Problem to work on = Rewrite only the part of the listing from the line with "each stove control knob" up to and including the line with "[584,393,598,427]", keeping every line, including those without coordinates. Multiply each bounding box coordinate by 0.2 and round it to a whole number, with halves rounded up.

Entries shown =
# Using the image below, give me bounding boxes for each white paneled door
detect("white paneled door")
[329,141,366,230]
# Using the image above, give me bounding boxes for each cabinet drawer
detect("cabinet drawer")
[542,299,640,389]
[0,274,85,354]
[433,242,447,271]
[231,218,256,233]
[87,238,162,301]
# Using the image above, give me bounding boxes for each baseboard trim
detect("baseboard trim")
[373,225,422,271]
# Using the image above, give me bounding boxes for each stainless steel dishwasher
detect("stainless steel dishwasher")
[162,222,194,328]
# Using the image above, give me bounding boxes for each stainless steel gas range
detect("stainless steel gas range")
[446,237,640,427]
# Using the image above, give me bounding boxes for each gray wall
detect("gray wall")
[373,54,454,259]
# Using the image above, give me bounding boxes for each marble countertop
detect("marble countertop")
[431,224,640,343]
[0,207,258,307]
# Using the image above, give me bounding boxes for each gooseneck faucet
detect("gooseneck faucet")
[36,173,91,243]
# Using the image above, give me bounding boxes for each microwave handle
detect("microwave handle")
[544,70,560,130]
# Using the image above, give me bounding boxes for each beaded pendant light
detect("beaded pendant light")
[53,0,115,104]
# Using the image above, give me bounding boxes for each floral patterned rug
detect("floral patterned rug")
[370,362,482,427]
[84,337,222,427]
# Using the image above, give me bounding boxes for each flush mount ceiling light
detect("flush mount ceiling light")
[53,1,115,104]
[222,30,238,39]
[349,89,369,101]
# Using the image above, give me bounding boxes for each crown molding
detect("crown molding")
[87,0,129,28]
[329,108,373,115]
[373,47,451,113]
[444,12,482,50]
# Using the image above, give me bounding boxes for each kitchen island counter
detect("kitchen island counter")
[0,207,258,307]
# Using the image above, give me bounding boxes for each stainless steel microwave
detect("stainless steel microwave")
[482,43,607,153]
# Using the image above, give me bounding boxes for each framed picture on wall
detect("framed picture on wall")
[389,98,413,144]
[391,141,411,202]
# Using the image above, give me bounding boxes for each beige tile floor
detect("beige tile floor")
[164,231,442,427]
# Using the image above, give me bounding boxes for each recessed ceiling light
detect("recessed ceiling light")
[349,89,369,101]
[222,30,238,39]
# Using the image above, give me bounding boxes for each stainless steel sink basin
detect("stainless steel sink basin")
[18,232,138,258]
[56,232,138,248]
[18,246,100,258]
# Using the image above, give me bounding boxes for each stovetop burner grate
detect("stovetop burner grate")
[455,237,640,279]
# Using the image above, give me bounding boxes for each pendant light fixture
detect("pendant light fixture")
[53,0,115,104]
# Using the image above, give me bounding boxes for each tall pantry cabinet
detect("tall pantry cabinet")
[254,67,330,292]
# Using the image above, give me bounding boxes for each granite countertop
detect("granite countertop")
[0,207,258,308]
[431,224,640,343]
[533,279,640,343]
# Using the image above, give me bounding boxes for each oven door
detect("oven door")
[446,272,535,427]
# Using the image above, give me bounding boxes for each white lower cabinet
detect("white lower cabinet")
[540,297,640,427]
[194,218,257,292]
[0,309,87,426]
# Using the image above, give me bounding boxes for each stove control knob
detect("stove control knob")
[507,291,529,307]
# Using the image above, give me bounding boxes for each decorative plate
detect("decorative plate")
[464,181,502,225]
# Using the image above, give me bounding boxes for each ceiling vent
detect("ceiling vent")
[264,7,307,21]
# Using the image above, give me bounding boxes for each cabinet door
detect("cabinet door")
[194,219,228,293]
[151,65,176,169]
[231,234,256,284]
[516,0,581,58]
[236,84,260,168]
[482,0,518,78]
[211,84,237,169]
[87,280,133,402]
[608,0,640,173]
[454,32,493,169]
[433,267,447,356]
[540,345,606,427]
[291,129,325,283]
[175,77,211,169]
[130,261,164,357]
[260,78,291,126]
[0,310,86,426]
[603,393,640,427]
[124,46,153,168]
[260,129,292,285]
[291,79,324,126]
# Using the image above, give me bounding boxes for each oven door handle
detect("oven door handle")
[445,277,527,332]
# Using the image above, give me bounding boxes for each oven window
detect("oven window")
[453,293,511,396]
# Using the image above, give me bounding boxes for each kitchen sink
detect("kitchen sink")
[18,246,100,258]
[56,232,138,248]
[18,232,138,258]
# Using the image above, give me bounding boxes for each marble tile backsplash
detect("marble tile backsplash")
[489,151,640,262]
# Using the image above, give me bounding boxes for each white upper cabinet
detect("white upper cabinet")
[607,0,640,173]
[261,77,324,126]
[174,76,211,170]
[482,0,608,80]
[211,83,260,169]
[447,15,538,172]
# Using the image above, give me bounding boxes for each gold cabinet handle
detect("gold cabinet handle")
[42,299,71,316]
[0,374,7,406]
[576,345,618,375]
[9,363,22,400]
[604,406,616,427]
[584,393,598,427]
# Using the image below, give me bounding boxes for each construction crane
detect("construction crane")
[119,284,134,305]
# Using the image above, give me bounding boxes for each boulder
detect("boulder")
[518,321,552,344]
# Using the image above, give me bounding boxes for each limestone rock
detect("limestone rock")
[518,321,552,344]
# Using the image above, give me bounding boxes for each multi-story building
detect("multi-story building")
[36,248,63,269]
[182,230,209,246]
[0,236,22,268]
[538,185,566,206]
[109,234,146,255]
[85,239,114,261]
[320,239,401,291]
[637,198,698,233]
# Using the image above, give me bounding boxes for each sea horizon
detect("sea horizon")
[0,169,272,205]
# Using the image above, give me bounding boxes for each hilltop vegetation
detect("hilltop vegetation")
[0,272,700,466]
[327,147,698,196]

Full response =
# Using the image above, give me bounding boxes for each stove control knob
detect("stove control knob")
[101,58,106,61]
# Using the image above, give me bounding boxes for each decorative plate
detect("decorative plate")
[93,36,100,45]
# Using the image above, give me bounding boxes for each ceiling vent
detect("ceiling vent")
[53,1,61,4]
# Using the image above, give me bounding boxes for each cabinet door
detect("cabinet door")
[39,44,46,59]
[30,13,35,34]
[46,47,51,57]
[103,0,116,12]
[47,17,52,34]
[96,0,104,16]
[42,17,47,34]
[17,56,27,80]
[122,0,128,35]
[91,6,99,34]
[87,53,89,71]
[108,69,121,85]
[58,26,65,57]
[35,15,42,34]
[26,52,33,71]
[52,16,58,25]
[0,62,17,85]
[121,79,128,85]
[25,9,31,34]
[52,26,58,57]
[58,16,65,25]
# Using the image above, give me bounding boxes for each oven door handle
detect("oven door handle")
[89,55,105,66]
# Using the image above, give me bounding boxes for each oven window
detect("oven window")
[91,59,102,79]
# Using the image above, give me bounding boxes for each kitchen sink
detect("kitchen sink")
[4,49,20,52]
[11,46,28,50]
[4,46,28,52]
# Using the image above, give me bounding boxes for each marble tile backsplash
detect("marble tile backsplash")
[98,30,128,52]
# Using the image above, give me bounding boxes for each white upper cabinet
detect("white upper cabinet")
[121,0,128,35]
[52,15,65,25]
[35,15,42,34]
[96,0,122,16]
[42,17,52,34]
[89,3,108,34]
# Using the image above, give me bounding boxes for each gold cabinet handle
detect("gold cabinet handle")
[8,60,14,63]
[0,75,1,81]
[115,69,124,75]
[2,73,4,80]
[121,81,123,85]
[117,79,120,85]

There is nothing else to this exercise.